* Items
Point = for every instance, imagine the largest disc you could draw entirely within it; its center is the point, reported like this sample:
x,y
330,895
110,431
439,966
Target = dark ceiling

* The exercise
Reproduce all of the lines above word for word, with no changes.

* The solution
Point = for every instance, imagine the largest disc you could draw entirely within it; its center is the point, reported like this sample:
x,y
330,895
110,431
439,966
Target = dark ceiling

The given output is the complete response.